TO DO:
Carry on the text about exercise physiology at Wings, starting right after its final sentence.

TEXT FOR ANALYSIS:
=======
AEP’s are university qualified allied health professionals equipped with the knowledge, skills and competencies to design, deliver and evaluate safe and effective exercise interventions for people with acute, sub-acute or chronic medical conditions, injuries or disabilities. Our current residential Clinical Exercise Physiologist holds a 4-year University Master’s degree and has a speciality in treating all brain injuries.
We offer many different services from individual clinic use to group Exercise Physiology, so prices vary according to individual circumstances. Please contact us so that one of our friendly staff members can provide you with more information. The vast majority are NDIS funded, followed by Medicare (ask your GP/Dr to see an Exercise Physiologist) and private health funds offer rebates for Exercise Physiology treatments (although it’s always wise to check directly with your insurance provider). We have TYRO facilities onsite, enabling us to process the health fund rebate on the spot for most major funds.
Being able to stand is NOT essential when doing you’re therapy at Wings. Initially the Exercise Physiologist will be with you to do an assessment to determine your treatment type, and in fact, depending on your condition you won’t have to get out of your wheelchair. As you progress there are several possibilities. These may include group opportunities, reduced supervision, buddy situations, or independent exercise. Depending on your condition, exercise confidence and movement ability we will discuss the best option for you.
Department Veteran Affairs (DVA)- Get a referral to an exercise physiologist covered by the Medicare Benefits Scheme (MBS) from your:
- general proctitioner (GP)
- medical specialist
- treating doctor in hospital
- hospital discharge planner
Contact Wings to book in your initial assessment.
Yes, the centre is fully air conditioned to suit all brain inured people as we know all too well that the ability to control body temperature is limited after a brain injury.
There is parking situated on the same level as the Wings centre. So, car or maxi taxi accessible. There is a café across the road where you can grab a coffee, drink or something to eat.
=======
DATASET EXTRACT:

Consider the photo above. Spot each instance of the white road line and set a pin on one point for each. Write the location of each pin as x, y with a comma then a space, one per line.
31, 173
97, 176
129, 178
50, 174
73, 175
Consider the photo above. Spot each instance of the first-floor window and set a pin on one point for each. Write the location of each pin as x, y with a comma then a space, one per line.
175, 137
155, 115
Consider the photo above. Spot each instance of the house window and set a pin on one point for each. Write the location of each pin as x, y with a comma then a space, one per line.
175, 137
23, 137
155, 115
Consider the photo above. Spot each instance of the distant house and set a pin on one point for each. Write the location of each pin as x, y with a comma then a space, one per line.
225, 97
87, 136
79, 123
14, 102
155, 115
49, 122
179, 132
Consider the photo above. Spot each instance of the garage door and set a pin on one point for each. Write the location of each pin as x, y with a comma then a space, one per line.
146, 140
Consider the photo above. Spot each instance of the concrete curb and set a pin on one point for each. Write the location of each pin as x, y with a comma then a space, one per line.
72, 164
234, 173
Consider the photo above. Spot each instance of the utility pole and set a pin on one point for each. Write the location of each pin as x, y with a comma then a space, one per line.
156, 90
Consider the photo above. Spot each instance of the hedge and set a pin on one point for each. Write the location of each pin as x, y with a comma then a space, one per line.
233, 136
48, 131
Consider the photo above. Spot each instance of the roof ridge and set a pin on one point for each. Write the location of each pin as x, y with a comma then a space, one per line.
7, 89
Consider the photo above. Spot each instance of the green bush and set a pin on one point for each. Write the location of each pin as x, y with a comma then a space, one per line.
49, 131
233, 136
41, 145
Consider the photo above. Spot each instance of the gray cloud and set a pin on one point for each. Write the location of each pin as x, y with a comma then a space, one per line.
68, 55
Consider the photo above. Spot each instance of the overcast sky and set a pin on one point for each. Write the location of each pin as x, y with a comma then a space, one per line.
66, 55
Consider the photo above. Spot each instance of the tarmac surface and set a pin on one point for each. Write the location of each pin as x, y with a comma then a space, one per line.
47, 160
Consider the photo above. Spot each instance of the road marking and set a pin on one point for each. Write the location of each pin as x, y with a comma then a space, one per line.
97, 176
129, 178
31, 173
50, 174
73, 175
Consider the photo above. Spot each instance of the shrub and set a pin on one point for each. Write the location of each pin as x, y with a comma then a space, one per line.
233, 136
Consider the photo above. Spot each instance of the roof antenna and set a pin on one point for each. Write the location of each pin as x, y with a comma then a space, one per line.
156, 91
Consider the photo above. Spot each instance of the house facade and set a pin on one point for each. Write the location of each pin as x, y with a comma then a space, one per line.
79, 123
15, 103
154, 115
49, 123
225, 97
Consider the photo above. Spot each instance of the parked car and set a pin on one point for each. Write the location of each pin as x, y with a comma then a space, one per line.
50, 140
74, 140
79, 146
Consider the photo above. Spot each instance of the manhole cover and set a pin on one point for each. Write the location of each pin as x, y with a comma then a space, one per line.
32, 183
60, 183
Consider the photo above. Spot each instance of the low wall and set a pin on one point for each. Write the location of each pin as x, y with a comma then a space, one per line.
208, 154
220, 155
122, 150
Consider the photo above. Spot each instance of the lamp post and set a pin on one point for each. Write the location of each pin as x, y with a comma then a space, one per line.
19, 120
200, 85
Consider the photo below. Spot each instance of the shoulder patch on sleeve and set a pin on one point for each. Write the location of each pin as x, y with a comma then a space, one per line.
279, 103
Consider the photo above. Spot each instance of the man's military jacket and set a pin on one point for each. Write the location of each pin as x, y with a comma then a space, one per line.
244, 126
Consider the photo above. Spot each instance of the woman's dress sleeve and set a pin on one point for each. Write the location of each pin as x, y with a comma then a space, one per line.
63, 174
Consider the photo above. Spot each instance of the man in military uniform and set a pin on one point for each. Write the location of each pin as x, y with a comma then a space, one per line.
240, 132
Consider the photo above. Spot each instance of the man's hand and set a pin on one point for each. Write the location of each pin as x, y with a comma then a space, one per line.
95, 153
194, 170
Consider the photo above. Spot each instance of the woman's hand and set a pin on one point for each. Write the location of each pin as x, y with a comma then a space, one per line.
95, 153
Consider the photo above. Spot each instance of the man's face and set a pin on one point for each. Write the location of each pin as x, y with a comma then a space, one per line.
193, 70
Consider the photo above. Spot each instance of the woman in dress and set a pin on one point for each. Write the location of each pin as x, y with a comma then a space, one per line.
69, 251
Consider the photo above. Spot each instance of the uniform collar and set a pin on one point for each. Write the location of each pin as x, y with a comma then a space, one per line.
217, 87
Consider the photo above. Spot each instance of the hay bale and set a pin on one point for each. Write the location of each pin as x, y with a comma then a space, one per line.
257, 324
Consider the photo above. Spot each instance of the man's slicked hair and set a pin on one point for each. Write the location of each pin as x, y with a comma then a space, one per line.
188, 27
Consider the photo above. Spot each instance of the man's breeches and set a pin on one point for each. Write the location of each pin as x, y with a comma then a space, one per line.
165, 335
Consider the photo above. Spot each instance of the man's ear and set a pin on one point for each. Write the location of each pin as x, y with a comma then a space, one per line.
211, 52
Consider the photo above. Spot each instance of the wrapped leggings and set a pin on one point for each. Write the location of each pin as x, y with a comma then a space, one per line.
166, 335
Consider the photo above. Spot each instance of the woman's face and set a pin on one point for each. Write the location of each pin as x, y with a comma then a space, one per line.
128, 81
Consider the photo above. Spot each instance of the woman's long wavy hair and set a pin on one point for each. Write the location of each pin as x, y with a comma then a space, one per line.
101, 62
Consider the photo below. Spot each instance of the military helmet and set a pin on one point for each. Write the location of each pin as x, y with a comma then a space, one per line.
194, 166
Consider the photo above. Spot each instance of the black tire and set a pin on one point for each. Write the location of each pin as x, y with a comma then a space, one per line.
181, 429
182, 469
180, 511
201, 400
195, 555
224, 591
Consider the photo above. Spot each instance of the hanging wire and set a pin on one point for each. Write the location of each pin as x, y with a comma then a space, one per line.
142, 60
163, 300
=======
RESPONSE BOX:
Yes, there are wheelchair accessible facilities on site for all genders.
Covered shoes, shorts and shirt are best suited for physical exercise here at Wings. There are airconditioned premises so the temperature is always at a nice setting.
The easy answer to this is yes. And if you don’t try you will never know. Anecdotally you will hear lots of stories of people improving years after events such as a stroke or ABI (acquired brain injury), yet mainstream medicine is often required to cut funding/treatment for rehabilitation very early on in the course of rehabilitation after such an event. As with any therapy discuss with the therapist, plan goals, and if you don’t see improvement or some benefit don’t continue with the therapy. Having said that, no therapy will be astonishing and sometimes gains are small but worth working for. Just never give up trying as the gains are small as you live with them every day and won’t see much difference but they will develop so just give it time. My name is Scott and if you read my story you will see what I have come back from. So never give up.
Frequency and length of sessions will depend on your condition and the goals you discuss with your therapist. Other treatments you may be having will play a role in planning the optimal frequency. Some conditions benefit from 2 or 3 sessions weekly initially, others may need only one or 2 sessions a week. We have a special centre to accommodate brain injured people of all abilities.